Matt Briers, Wise

„Unser Risiko ist sehr kurzfristiger Natur“

Wise-Finanzchef Matt Briers hofft nicht, dass sein Laden von einer Großbank übernommen wird. Er arbeitet daran, dass die Institute grenzüberschreitende Transaktionen mit Hilfe seines Unternehmens abwickeln.

„Unser Risiko ist sehr kurzfristiger Natur“

Andreas Hippin.

Herr Briers, das Listing von Wise in London ist etwas unglücklich verlaufen, wenn man sich die Kursentwicklung betrachtet. War das so geplant?

Das hatten wir natürlich nicht im Sinn. Ich glaube jedoch nicht, dass es ein schlechter Zeitpunkt war. Wir haben uns für ein Direktlisting entschieden.

Was ist der Unterschied?

Das Schöne an einem Direktlisting ist: Niemand muss kaufen oder verkaufen. Bei einem herkömmlichen IPO wollen die Eigentümer in der Regel 25 % der Aktien platzieren. Der Preis wird in einem Hinterzimmer in der Nacht vor dem Listing von den Konsortialbanken vereinbart.

Oder in letzter Minute im Handelsraum.

Ja, es ist ein extrem künstlicher Preis. Man muss ihn niedrig ansetzen, weil Anleger schnell Geld machen wollen, indem sie am nächsten Tag verkaufen. Das macht die Verkäufer unglücklich. Die Aktionäre, die man so bekommt, sind überwiegend Zocker, die ihre Anteile an jemand anderen weiterreichen. Warum das ein vernünftiges Modell sein soll, ist mir unklar. Es funktioniert nur, wenn man Kapital einsammeln muss.

Gesammelte Daten »
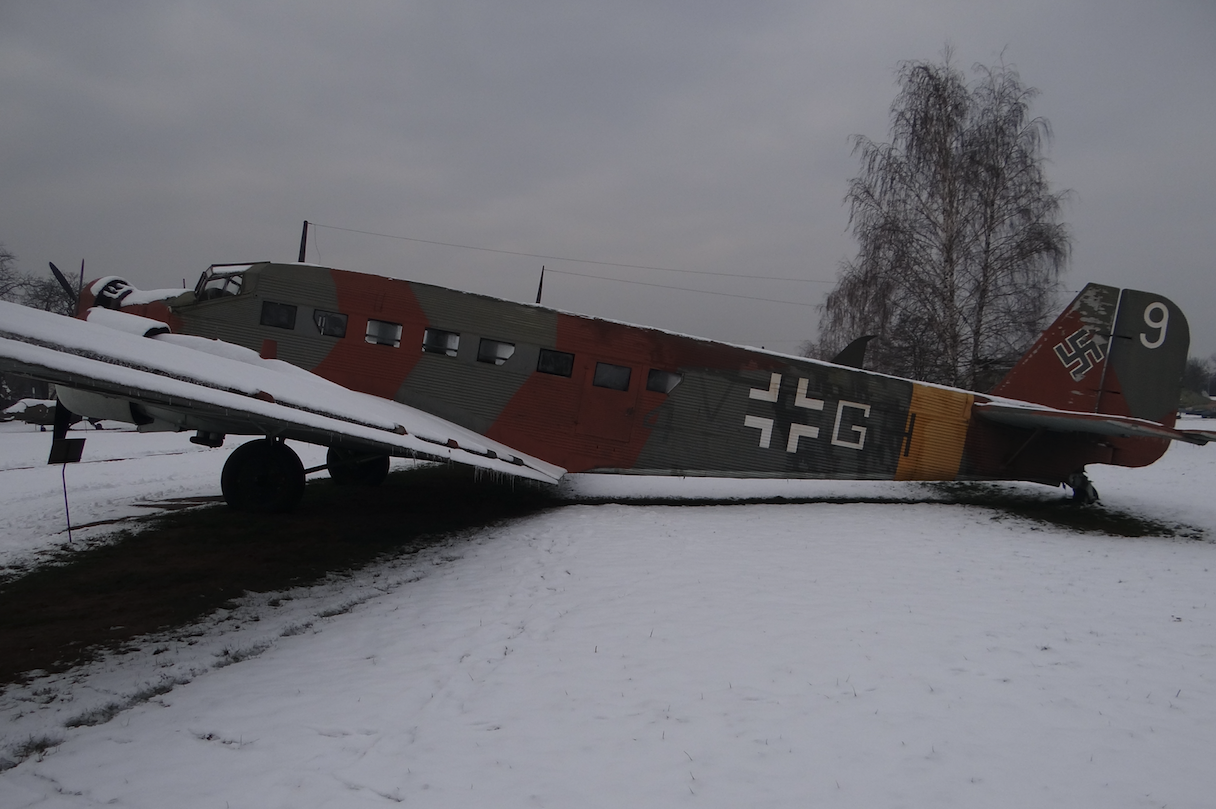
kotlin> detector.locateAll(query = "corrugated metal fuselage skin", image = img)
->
[159,264,1109,482]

Aufgaben »
1 - Für welche Art des Börsengangs hat sich Wise laut dem Interview mit Matt Briers entschieden?
2 - Setze das Interview mit Wise-Finanzchef Matt Briers nach seinem letzten Satz fort.

Lösungen »
1 - Für ein Direktlisting.

2 -
Aber das mussten Sie nicht.

Wise ist seit mehr als fünf Jahren ein profitables Unternehmen und wächst aus eigener Kraft. Wir haben in den Jahren vor dem Listing sehr hart daran gearbeitet, damit wir kein Geld auf diese Weise einsammeln müssen.

Warum?

Aktuell ist es für Unternehmen schwerer geworden, Geld einzusammeln – für einige gar unmöglich. Es ist für ein Unternehmen ziemlich gefährlich, davon abhängig zu sein. Also haben wir uns für ein Direktlisting entschieden und sind im Rückblick auch sehr stolz darauf. Der Preis wurde vom Markt in einer Auktion mit Käufern und Verkäufern entschieden. Ich habe ihn also nicht festgelegt. Das wäre gar nicht möglich gewesen. Market Timing ist nicht unsere Aufgabe. Den niedrigsten Preis für Wise gab es 2010.

Es gab also niemanden, der die Gelegenheit zum Ausstieg nutzen wollte?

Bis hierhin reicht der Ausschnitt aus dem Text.